## [WRITTEN TASK]
Identify every line in the records below that contains the string "brick" and copy each such line. Matching is case-sensitive.

>> BEGIN DATA PROVIDED

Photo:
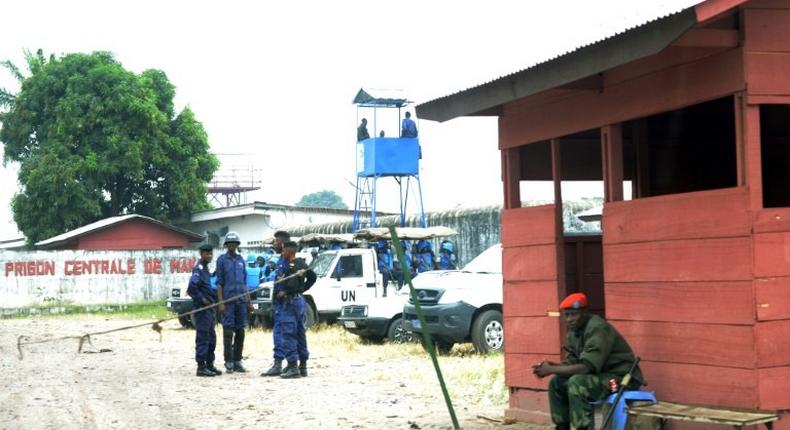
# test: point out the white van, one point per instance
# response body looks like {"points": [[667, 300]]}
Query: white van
{"points": [[461, 305], [345, 276]]}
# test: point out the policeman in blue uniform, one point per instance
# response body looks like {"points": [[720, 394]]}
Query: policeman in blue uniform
{"points": [[424, 256], [232, 282], [203, 295], [290, 310], [385, 264], [447, 256], [280, 238]]}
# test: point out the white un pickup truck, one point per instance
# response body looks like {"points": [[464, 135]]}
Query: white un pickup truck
{"points": [[461, 305]]}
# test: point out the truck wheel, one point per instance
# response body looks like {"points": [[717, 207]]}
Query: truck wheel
{"points": [[488, 333], [186, 321], [310, 311], [396, 333], [443, 346]]}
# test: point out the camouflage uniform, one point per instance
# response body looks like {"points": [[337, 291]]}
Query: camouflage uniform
{"points": [[598, 345]]}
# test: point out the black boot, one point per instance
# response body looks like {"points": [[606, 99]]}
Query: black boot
{"points": [[204, 371], [210, 366], [276, 369], [290, 371], [227, 344]]}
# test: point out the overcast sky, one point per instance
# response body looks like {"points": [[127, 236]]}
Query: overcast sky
{"points": [[275, 80]]}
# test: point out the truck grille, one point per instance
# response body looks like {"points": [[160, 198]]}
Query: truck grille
{"points": [[428, 318], [427, 297], [353, 311]]}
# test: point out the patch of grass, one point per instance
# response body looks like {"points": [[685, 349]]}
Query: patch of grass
{"points": [[141, 310], [470, 377]]}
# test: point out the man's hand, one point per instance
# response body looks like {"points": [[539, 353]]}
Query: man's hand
{"points": [[543, 369]]}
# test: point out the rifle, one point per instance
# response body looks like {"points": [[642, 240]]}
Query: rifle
{"points": [[623, 383]]}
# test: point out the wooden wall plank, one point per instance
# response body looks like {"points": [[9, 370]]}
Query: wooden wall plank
{"points": [[715, 213], [772, 297], [532, 335], [724, 345], [771, 254], [697, 302], [771, 220], [518, 370], [683, 260], [774, 393], [765, 73], [530, 299], [530, 263], [766, 30], [529, 399], [661, 91], [773, 343], [708, 385], [528, 226]]}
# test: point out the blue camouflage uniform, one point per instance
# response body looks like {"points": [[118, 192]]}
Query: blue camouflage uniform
{"points": [[290, 340], [423, 254], [205, 338], [232, 275]]}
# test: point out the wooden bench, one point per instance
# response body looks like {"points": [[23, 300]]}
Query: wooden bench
{"points": [[705, 414]]}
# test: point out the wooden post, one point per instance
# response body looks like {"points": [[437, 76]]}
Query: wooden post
{"points": [[641, 185], [511, 177], [612, 148], [753, 156], [556, 175]]}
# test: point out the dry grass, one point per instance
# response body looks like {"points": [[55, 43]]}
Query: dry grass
{"points": [[470, 377]]}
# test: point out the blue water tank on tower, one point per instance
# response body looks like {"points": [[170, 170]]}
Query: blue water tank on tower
{"points": [[388, 156]]}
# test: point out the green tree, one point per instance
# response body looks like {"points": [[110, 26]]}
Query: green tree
{"points": [[323, 199], [95, 140]]}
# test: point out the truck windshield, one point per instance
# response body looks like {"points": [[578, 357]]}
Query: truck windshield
{"points": [[490, 261], [322, 262]]}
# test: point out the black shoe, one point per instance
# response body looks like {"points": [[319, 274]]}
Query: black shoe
{"points": [[204, 371], [275, 370], [290, 372]]}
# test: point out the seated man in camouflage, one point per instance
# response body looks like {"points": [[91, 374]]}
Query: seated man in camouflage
{"points": [[596, 353]]}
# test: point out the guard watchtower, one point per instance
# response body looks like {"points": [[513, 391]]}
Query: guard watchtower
{"points": [[385, 157]]}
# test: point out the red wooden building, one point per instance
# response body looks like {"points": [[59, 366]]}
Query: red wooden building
{"points": [[693, 267], [123, 232]]}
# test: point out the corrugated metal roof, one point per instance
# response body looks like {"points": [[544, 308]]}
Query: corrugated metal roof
{"points": [[587, 60], [106, 223]]}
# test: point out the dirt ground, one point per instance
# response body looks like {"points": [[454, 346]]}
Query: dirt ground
{"points": [[144, 383]]}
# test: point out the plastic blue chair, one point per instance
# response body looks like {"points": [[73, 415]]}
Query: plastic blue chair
{"points": [[620, 417]]}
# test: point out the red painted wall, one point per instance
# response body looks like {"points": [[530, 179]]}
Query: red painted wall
{"points": [[134, 234], [699, 283]]}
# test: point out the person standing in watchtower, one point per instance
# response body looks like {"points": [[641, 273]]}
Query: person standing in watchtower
{"points": [[232, 284]]}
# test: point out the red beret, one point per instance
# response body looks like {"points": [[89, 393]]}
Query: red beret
{"points": [[574, 301]]}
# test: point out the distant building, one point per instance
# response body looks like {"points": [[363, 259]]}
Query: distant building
{"points": [[257, 221], [125, 232]]}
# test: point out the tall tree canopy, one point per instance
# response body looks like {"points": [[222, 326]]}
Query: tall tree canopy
{"points": [[323, 199], [95, 140]]}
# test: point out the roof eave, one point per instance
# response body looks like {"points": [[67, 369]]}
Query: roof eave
{"points": [[646, 40]]}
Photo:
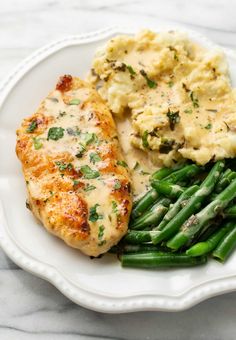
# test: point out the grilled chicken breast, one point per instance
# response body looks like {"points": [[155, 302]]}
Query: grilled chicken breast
{"points": [[77, 180]]}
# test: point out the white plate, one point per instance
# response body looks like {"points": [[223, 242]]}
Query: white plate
{"points": [[99, 284]]}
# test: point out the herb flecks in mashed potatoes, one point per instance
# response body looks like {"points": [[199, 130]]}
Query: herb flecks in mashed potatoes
{"points": [[178, 93]]}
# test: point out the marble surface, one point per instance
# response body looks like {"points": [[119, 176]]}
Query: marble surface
{"points": [[32, 308]]}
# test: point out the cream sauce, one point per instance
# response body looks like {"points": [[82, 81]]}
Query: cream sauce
{"points": [[140, 166]]}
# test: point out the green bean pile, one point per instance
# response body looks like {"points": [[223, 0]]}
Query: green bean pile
{"points": [[187, 215]]}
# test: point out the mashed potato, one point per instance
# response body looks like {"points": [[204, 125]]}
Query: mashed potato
{"points": [[177, 93]]}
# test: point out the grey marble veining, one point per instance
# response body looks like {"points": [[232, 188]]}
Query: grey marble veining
{"points": [[32, 308]]}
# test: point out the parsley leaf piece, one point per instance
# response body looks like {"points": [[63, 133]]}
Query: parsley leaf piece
{"points": [[89, 173], [142, 172], [208, 126], [188, 111], [64, 166], [131, 70], [75, 182], [194, 100], [117, 185], [166, 146], [114, 207], [88, 138], [62, 113], [93, 215], [53, 99], [55, 133], [73, 132], [33, 125], [37, 143], [81, 151], [74, 102], [122, 163], [136, 166], [174, 118], [144, 139], [94, 157], [101, 229], [89, 187], [151, 83]]}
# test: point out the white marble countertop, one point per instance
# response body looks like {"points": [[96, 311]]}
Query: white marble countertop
{"points": [[32, 308]]}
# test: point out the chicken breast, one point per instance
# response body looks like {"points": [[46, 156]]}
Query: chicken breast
{"points": [[77, 180]]}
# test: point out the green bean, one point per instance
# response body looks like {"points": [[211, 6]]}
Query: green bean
{"points": [[137, 236], [230, 212], [193, 204], [226, 245], [161, 173], [133, 248], [151, 196], [173, 210], [168, 189], [202, 248], [226, 179], [144, 203], [198, 221], [160, 259]]}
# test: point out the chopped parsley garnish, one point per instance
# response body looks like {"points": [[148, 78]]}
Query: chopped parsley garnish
{"points": [[122, 163], [170, 83], [174, 118], [101, 232], [93, 215], [101, 229], [144, 139], [89, 187], [136, 166], [33, 125], [73, 131], [55, 133], [75, 182], [171, 48], [188, 111], [89, 173], [208, 126], [81, 151], [131, 70], [62, 113], [88, 138], [142, 172], [117, 185], [94, 157], [64, 166], [114, 207], [212, 110], [176, 57], [151, 83], [53, 99], [37, 143], [166, 146], [74, 102], [194, 100]]}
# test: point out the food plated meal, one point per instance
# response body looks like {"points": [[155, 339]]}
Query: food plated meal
{"points": [[174, 112]]}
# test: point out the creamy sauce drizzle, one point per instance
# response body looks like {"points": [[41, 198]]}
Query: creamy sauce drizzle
{"points": [[137, 160]]}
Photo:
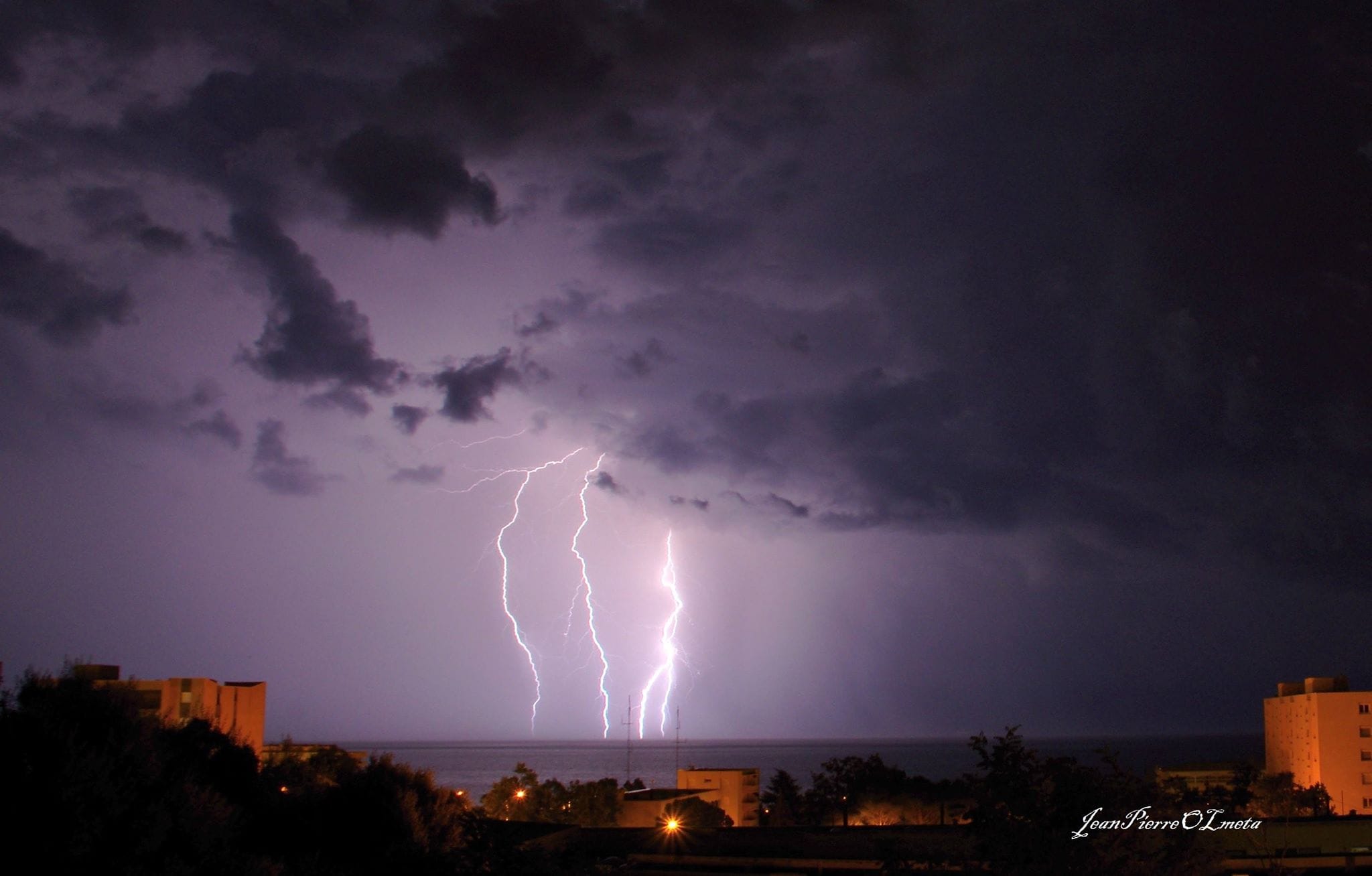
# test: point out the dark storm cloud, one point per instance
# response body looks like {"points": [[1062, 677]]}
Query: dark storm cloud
{"points": [[673, 240], [408, 419], [786, 506], [592, 199], [1120, 302], [573, 305], [50, 294], [419, 475], [641, 362], [119, 213], [340, 398], [246, 133], [277, 469], [467, 388], [513, 66], [642, 174], [604, 480], [220, 425], [394, 181], [310, 335]]}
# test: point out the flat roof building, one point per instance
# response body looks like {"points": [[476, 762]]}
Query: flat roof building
{"points": [[234, 708], [733, 790], [1322, 733]]}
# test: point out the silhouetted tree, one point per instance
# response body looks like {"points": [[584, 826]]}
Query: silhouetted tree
{"points": [[525, 798], [782, 800]]}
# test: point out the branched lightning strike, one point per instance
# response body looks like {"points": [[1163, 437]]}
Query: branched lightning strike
{"points": [[669, 646], [590, 599], [505, 576]]}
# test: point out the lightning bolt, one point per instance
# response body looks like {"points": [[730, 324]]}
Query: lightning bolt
{"points": [[484, 441], [505, 576], [590, 599], [667, 644]]}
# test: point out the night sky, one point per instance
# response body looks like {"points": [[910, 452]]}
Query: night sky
{"points": [[988, 364]]}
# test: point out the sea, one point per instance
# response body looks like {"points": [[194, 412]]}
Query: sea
{"points": [[475, 767]]}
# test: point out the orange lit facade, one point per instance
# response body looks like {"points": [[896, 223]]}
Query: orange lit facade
{"points": [[1322, 733], [733, 790], [234, 708]]}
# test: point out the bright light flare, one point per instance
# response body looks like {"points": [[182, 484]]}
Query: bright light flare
{"points": [[667, 668]]}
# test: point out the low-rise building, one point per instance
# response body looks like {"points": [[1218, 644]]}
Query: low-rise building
{"points": [[234, 708], [733, 790]]}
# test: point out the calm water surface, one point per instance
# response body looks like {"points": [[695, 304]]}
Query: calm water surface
{"points": [[476, 765]]}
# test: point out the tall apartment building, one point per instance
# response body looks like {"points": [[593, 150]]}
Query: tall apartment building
{"points": [[733, 790], [234, 708], [1320, 731]]}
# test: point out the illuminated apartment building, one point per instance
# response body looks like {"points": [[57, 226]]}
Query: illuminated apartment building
{"points": [[1320, 731], [732, 790], [234, 708]]}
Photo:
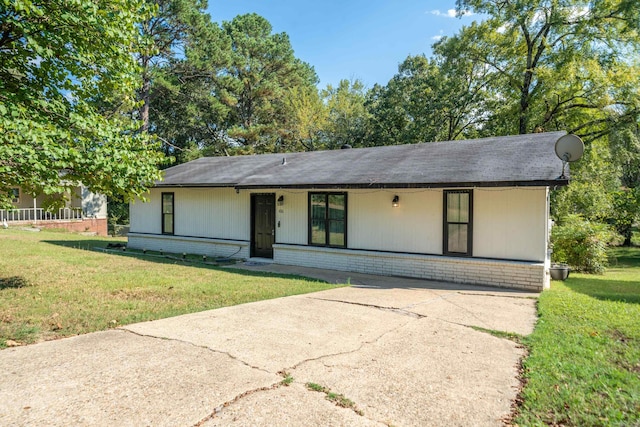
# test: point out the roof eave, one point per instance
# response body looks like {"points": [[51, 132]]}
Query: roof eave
{"points": [[536, 183]]}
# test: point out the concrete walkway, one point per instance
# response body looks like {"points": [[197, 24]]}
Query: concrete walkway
{"points": [[390, 351]]}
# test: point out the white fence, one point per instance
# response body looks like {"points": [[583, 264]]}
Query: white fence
{"points": [[39, 214]]}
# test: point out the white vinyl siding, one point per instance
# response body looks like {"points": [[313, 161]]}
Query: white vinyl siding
{"points": [[510, 223]]}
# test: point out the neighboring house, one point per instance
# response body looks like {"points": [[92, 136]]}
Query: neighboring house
{"points": [[474, 211], [84, 211]]}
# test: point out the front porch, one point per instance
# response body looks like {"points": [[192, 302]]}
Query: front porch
{"points": [[34, 215], [84, 212]]}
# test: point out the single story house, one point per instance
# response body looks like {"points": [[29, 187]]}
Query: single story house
{"points": [[83, 211], [473, 211]]}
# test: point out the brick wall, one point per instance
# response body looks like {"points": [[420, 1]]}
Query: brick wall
{"points": [[506, 274], [193, 245]]}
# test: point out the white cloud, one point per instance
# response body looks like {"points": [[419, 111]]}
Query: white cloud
{"points": [[451, 13]]}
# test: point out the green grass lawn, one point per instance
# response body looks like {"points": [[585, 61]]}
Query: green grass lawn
{"points": [[51, 286], [584, 362]]}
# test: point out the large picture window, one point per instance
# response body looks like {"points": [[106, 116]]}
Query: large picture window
{"points": [[458, 214], [328, 219], [167, 213]]}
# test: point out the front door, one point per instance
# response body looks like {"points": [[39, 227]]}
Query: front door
{"points": [[263, 227]]}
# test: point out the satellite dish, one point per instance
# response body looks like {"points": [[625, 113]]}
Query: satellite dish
{"points": [[569, 148]]}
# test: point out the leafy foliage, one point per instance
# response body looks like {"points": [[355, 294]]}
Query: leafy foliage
{"points": [[261, 71], [582, 244], [67, 80], [558, 64]]}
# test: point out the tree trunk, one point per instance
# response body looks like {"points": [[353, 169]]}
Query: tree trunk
{"points": [[145, 94]]}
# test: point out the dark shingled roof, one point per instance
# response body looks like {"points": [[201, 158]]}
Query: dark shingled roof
{"points": [[522, 160]]}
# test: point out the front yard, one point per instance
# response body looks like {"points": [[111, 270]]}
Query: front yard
{"points": [[52, 286], [584, 363], [583, 367]]}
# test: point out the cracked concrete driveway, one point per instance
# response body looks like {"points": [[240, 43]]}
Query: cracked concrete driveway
{"points": [[388, 351]]}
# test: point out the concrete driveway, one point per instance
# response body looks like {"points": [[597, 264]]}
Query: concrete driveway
{"points": [[385, 351]]}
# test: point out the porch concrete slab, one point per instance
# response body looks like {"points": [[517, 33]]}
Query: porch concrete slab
{"points": [[373, 281], [278, 334], [292, 405], [119, 378], [486, 307], [427, 373]]}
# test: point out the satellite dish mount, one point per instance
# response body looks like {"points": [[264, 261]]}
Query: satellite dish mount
{"points": [[569, 148]]}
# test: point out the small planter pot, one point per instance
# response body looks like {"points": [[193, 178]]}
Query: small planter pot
{"points": [[559, 271]]}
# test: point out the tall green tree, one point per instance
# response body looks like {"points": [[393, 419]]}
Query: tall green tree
{"points": [[307, 121], [558, 64], [186, 112], [68, 81], [348, 117], [439, 99], [255, 85], [624, 145], [165, 34]]}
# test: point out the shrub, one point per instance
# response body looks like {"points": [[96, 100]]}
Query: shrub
{"points": [[582, 244]]}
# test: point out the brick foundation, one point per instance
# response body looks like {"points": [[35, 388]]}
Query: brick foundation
{"points": [[505, 274]]}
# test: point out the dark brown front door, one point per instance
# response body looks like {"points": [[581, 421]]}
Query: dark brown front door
{"points": [[263, 227]]}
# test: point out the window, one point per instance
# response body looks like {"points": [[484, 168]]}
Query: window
{"points": [[458, 222], [328, 219], [167, 213]]}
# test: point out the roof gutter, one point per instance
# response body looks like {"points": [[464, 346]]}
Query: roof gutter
{"points": [[537, 183]]}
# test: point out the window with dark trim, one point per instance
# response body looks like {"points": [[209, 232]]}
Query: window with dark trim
{"points": [[328, 219], [458, 222], [167, 213]]}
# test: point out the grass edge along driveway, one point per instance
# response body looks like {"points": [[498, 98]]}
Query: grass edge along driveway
{"points": [[52, 286]]}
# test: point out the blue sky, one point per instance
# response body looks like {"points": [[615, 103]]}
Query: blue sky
{"points": [[352, 38]]}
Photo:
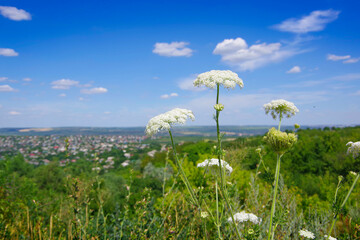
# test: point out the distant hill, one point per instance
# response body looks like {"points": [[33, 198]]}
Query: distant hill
{"points": [[235, 131]]}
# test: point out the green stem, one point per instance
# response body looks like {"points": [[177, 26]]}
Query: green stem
{"points": [[222, 173], [217, 210], [219, 138], [350, 190], [184, 178], [277, 173], [231, 214], [343, 203], [332, 225], [280, 118]]}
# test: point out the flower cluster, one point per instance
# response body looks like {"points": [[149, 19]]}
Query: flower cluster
{"points": [[213, 78], [166, 120], [330, 238], [354, 149], [279, 141], [213, 165], [306, 234], [280, 108], [243, 217]]}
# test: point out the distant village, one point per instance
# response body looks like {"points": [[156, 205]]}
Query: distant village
{"points": [[38, 150]]}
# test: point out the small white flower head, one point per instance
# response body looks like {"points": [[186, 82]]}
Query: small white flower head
{"points": [[280, 108], [306, 234], [330, 238], [213, 165], [354, 149], [219, 107], [243, 217], [166, 120], [212, 78]]}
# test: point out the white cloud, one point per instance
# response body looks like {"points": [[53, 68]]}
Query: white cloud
{"points": [[14, 13], [295, 69], [237, 53], [187, 84], [64, 84], [8, 52], [352, 60], [173, 49], [14, 113], [6, 88], [165, 96], [94, 90], [333, 57], [314, 22], [347, 77]]}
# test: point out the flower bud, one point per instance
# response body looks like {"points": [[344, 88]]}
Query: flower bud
{"points": [[340, 178], [279, 141], [219, 107]]}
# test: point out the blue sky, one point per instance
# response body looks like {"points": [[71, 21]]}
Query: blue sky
{"points": [[119, 63]]}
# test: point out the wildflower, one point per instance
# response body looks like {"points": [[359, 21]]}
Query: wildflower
{"points": [[354, 149], [213, 164], [213, 78], [243, 217], [204, 214], [219, 107], [279, 141], [166, 120], [307, 234], [353, 173], [280, 108], [330, 238]]}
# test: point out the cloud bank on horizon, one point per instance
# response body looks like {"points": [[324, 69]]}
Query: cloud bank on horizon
{"points": [[135, 68]]}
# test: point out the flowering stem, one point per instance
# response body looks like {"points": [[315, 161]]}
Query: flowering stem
{"points": [[343, 204], [219, 139], [277, 173], [222, 186], [217, 211], [280, 117], [184, 178]]}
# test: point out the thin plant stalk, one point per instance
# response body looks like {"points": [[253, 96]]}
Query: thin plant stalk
{"points": [[217, 211], [185, 180], [343, 204], [277, 173], [219, 153]]}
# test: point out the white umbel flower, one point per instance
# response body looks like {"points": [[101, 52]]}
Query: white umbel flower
{"points": [[243, 217], [212, 78], [354, 149], [280, 107], [166, 120], [213, 164], [330, 238], [306, 234]]}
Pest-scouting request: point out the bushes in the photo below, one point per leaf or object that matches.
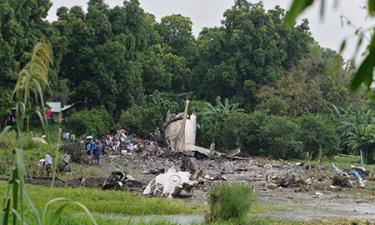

>> END DATA PROVIDED

## [ANSWER]
# test: point out the brick wall, one point per instance
Query: brick wall
# test: point out the brick foundation, one point per instance
Query: brick foundation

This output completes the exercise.